Dataset excerpt:
'''
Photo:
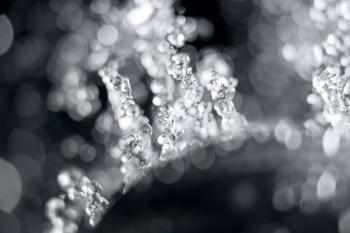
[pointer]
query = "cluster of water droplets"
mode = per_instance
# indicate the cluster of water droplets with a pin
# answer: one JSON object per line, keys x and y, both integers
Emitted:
'''
### [Short task]
Output each line of the data above as a JSON list of strings, one string per line. Skip blank lines and leave out the pictures.

### [Response to the task]
[
  "Photo:",
  "[pointer]",
  "query = \"cluster of water droplets\"",
  "mode = per_instance",
  "# indicate the cluster of water droplets with a pin",
  "# answer: one JSON object per line, keys x and y, both integers",
  "Emitted:"
]